**Given task a**.
In the devotional below, list the words that the letters of "EDDY" stand for.
+++ Text section
Before the Day

“In the morning, O LORD, You hear my voice; in the morning I lay my requests before You and wait in expectation” (Psalm 5:3 NIV) 

Psalm 5 is a lament. The primary function of a lament is to ask the Lord for help in a troubling situation. King David had many situations that troubled him. As some of his psalms do, Psalm 5 doesn’t give the specific experience from which David wrote. We only know it was a troubling one. Though different than his, we have our own troubles as well. This world, the pressures of our jobs, personal relationships, struggles with illness and many other things can be troubling. They often consume so much of us that it makes worship impossible.

            Recently, I downloaded a song from iTunes that I first heard some years ago, but had not heard in a long time. It is called Before the Day. As it did then, it has consumed a lot of time on my personal playlist. There are two primary things I remember about the first time I heard this song: First was how beautiful the lyrics were and how fittingly softly they were sung. The songs theme centers on the value of beginning the day by spending time with the Lord. The second thing I remember was the story the singer told as he introduced the song on this live recording. He spoke of a friend who referred to his early morning quiet time as “Going steady with EDDY”. What this friend meant was that you do it Early, Daily, Diligently and Yielding. He then shared his own experience was that if he doesn’t have his quiet time early, it doesn’t happen at all. Before the Day was written and recorded by NewSong. You should listen to it. It will bless you!

            As far as I can tell, the Bible doesn’t prescribe a particular part of the day that’s best for our quiet time with the Lord. What’s most important is that we take this time every day. My sense however is there is no better time than in the morning. There’s no one better than Lord to help us prepare for the day and the anxiety that waits to rush in, sometimes even before our feet hit the floor. The morning offers a great time of refreshing, a time for us to focus on God, to speak to Him and to sit quietly while He speaks to us. Seek the Lord each day, dwell in His presence, carry Him with you wherever you go and trust that He will see you through.

What If There Was No Resurrection?

“That he was raised on the third day in accordance with the Scriptures” (1 Corinthians 15:4)
++++++
+++ Input rows
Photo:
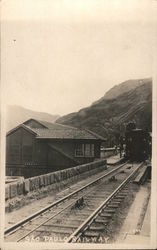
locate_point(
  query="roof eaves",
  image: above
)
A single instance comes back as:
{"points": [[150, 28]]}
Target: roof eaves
{"points": [[36, 120]]}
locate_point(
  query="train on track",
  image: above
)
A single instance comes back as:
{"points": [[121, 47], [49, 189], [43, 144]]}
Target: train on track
{"points": [[137, 143]]}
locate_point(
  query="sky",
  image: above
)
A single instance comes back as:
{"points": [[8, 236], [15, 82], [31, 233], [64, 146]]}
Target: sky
{"points": [[59, 56]]}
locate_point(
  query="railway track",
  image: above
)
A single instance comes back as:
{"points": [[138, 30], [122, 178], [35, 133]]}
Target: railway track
{"points": [[83, 213]]}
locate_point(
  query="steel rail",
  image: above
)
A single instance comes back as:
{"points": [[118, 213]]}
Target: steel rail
{"points": [[41, 211], [85, 225]]}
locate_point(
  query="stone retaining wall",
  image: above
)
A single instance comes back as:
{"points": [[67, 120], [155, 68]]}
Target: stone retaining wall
{"points": [[56, 179]]}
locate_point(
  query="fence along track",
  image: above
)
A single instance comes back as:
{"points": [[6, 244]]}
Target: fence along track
{"points": [[23, 222], [87, 223]]}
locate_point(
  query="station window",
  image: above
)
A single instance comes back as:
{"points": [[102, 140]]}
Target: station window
{"points": [[79, 151], [84, 150]]}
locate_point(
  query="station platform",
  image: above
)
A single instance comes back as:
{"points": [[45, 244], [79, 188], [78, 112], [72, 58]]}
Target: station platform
{"points": [[131, 232]]}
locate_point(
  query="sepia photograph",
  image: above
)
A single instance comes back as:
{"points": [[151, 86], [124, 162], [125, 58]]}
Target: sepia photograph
{"points": [[78, 124]]}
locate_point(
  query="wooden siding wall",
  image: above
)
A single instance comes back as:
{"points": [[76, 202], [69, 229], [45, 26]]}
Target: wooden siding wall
{"points": [[24, 151]]}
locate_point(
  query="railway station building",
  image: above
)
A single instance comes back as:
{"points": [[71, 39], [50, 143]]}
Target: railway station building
{"points": [[38, 147]]}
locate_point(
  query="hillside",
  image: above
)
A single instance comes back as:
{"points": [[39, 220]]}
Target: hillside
{"points": [[108, 115], [123, 88], [18, 114]]}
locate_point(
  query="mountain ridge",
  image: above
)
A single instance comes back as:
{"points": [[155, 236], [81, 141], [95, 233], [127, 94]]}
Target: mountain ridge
{"points": [[108, 116]]}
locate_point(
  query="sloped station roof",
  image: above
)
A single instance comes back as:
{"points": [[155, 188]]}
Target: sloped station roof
{"points": [[58, 131]]}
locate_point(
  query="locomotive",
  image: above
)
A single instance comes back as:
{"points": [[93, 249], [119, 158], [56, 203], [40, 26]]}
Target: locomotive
{"points": [[137, 143]]}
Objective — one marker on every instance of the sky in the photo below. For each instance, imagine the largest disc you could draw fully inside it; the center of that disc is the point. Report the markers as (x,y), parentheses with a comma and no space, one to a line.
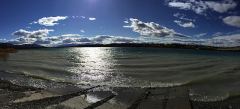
(59,22)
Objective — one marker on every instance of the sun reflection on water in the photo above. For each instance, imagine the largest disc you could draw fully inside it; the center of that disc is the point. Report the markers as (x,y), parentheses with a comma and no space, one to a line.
(92,64)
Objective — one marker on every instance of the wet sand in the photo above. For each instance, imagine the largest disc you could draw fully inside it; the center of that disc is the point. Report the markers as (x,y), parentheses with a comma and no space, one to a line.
(97,97)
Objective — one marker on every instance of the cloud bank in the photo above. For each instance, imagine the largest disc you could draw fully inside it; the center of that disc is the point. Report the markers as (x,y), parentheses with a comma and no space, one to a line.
(50,21)
(150,29)
(201,7)
(185,24)
(232,21)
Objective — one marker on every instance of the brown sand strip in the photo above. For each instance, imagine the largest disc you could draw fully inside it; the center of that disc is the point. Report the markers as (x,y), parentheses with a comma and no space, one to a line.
(12,87)
(43,103)
(140,99)
(179,98)
(94,105)
(157,99)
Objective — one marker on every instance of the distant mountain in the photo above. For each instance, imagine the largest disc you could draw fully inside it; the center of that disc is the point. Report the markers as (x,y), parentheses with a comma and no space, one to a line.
(174,45)
(24,46)
(146,45)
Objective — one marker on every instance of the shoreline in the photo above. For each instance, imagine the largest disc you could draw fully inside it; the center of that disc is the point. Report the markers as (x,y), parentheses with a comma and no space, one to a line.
(173,97)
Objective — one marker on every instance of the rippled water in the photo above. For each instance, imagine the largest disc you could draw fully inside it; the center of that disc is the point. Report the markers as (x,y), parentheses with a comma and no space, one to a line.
(212,73)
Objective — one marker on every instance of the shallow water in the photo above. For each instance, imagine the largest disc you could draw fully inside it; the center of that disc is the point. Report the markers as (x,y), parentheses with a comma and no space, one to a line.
(211,75)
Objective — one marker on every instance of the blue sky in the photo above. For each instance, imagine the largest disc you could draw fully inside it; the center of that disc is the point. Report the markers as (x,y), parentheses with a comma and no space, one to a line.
(92,18)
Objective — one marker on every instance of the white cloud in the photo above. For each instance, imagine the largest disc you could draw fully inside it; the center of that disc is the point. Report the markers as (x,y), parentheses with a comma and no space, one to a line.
(221,7)
(232,21)
(185,24)
(150,29)
(183,17)
(82,31)
(92,18)
(71,35)
(41,37)
(180,5)
(3,40)
(201,7)
(200,35)
(32,34)
(50,21)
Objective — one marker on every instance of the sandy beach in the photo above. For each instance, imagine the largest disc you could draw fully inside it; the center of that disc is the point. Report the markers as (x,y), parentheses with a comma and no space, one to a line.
(101,97)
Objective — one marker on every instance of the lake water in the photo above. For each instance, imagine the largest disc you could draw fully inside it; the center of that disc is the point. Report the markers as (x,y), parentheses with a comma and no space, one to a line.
(211,74)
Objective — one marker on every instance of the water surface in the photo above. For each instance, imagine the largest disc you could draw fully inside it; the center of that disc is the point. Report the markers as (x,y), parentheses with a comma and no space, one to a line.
(210,74)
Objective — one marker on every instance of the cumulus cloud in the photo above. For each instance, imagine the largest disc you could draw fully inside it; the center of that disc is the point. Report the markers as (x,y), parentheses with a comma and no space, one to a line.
(42,37)
(200,35)
(32,34)
(185,24)
(150,29)
(82,31)
(200,7)
(3,40)
(183,17)
(71,35)
(50,21)
(30,37)
(221,7)
(92,18)
(232,21)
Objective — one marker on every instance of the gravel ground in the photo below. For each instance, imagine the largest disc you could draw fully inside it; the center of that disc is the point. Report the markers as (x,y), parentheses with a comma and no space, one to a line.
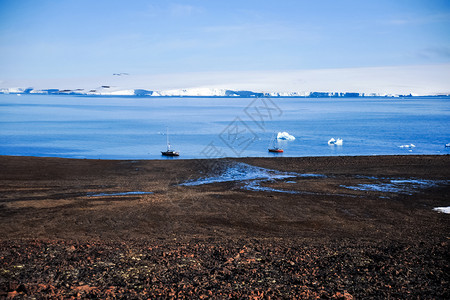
(78,229)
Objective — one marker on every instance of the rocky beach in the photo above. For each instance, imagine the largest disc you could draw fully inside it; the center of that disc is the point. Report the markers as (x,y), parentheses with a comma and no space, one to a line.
(312,227)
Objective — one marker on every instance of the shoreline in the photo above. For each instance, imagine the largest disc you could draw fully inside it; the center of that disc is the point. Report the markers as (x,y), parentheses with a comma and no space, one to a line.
(305,227)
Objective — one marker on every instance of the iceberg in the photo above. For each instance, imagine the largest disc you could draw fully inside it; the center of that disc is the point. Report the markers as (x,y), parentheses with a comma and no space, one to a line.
(285,136)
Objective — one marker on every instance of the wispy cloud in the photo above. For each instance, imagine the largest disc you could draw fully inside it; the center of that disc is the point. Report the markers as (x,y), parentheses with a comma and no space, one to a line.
(183,10)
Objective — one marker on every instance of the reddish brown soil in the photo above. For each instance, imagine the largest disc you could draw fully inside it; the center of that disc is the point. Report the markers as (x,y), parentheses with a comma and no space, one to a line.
(219,240)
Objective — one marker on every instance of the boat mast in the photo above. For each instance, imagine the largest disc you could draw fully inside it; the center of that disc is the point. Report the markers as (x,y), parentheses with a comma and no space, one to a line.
(167,138)
(271,141)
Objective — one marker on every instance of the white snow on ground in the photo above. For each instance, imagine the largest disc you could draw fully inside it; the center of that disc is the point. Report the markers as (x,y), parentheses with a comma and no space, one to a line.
(382,81)
(445,210)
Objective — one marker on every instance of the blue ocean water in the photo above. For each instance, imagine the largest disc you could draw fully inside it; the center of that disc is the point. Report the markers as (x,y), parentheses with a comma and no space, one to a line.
(134,128)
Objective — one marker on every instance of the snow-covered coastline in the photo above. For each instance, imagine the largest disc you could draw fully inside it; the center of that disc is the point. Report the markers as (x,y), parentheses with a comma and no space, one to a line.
(425,80)
(204,92)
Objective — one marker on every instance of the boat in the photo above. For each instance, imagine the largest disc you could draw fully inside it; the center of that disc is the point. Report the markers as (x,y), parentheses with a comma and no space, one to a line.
(169,151)
(273,148)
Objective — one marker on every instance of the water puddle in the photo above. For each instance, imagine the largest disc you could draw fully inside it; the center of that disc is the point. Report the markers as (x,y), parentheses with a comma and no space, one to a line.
(445,210)
(118,194)
(252,177)
(401,186)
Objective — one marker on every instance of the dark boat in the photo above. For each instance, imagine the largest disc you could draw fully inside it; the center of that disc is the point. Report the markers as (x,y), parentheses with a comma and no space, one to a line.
(169,152)
(273,148)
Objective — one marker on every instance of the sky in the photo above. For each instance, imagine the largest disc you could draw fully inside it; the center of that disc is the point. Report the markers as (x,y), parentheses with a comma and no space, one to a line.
(84,38)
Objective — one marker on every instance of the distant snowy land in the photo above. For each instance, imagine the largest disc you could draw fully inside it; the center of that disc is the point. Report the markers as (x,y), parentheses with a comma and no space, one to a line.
(428,80)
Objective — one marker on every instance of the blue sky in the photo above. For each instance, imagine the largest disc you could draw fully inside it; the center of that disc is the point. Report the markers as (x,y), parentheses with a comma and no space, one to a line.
(81,38)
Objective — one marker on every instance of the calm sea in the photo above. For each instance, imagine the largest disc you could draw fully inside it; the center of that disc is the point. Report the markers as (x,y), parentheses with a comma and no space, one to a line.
(135,128)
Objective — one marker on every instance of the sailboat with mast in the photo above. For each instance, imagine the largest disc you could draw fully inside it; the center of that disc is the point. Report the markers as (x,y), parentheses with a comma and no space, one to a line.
(169,151)
(274,148)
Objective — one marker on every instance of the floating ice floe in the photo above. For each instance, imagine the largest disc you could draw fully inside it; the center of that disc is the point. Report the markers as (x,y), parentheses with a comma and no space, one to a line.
(337,142)
(445,210)
(407,146)
(285,136)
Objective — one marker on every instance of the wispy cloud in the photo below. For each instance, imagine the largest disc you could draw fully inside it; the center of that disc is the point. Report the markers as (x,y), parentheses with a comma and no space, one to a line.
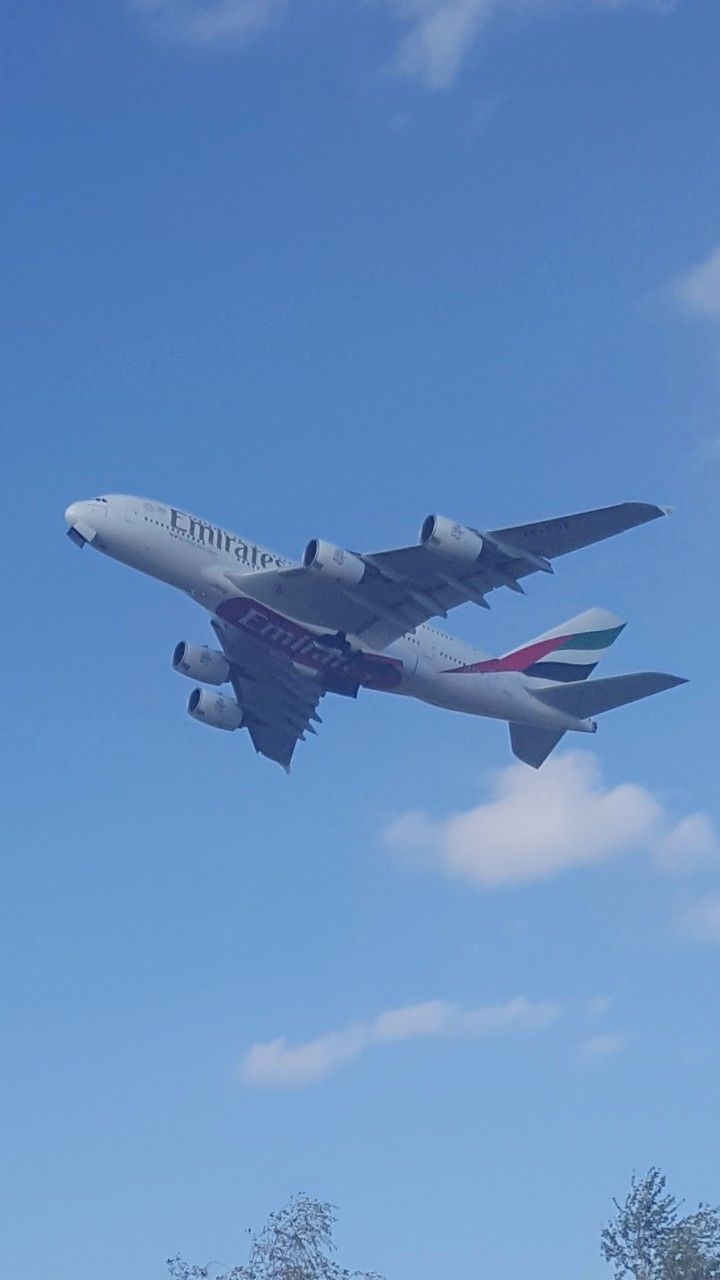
(536,824)
(277,1064)
(701,919)
(432,37)
(697,291)
(212,22)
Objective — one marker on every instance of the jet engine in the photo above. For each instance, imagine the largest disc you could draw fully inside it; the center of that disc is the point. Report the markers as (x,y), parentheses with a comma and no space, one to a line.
(214,709)
(333,562)
(451,542)
(199,662)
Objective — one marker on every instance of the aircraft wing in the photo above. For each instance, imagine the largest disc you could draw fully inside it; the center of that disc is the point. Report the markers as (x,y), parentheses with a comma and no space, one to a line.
(400,589)
(279,704)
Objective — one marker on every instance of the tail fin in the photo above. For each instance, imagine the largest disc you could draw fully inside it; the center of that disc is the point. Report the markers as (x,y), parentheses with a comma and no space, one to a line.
(569,652)
(533,745)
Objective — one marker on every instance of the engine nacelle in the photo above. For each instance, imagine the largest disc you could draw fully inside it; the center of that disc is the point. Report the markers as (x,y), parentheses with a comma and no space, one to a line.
(214,709)
(450,540)
(333,562)
(199,662)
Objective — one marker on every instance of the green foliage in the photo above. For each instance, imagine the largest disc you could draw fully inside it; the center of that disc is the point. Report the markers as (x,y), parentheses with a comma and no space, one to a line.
(296,1243)
(647,1239)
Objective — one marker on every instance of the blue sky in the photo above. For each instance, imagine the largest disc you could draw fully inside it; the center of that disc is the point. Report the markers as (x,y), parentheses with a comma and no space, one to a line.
(320,269)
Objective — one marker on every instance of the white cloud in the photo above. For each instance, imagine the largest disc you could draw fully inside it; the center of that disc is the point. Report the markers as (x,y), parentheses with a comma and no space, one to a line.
(701,919)
(440,33)
(697,291)
(276,1064)
(212,22)
(605,1045)
(436,36)
(696,295)
(536,824)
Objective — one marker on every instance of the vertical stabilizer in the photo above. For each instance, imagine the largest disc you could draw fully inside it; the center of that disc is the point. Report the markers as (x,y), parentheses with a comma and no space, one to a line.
(566,653)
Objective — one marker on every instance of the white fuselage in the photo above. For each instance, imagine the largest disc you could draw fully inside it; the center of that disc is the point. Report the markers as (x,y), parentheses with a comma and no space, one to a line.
(196,557)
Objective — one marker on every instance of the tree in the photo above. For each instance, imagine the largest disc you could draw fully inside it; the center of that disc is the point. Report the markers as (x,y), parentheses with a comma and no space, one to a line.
(647,1239)
(296,1243)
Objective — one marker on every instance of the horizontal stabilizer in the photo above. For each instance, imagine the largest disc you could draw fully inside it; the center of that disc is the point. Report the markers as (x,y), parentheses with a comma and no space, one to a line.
(583,699)
(533,745)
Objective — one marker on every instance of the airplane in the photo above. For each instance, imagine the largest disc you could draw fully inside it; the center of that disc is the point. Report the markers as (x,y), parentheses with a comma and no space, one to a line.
(341,621)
++++++
**Given task b**.
Pull out every line of the records above that contains the string "mast". Case counts.

**Correct result a**.
Early, Daily, Diligently, Yielding

**Correct result b**.
Objective — one marker on every instance of the boat mast in the photo above. For each instance, imagine the largest disc you could draw fully inside it; the center of that disc is the point. Report the markers as (x,y), parentheses with a comma and no space, one to a line.
Objective — one marker on every instance of the sailboat with mast in the photo above. For each instance, imagine the largest disc you could draw fully inside it; the center of that disc is the point. Report the markers as (x,y), parentheses with a comma and no space, one to a line.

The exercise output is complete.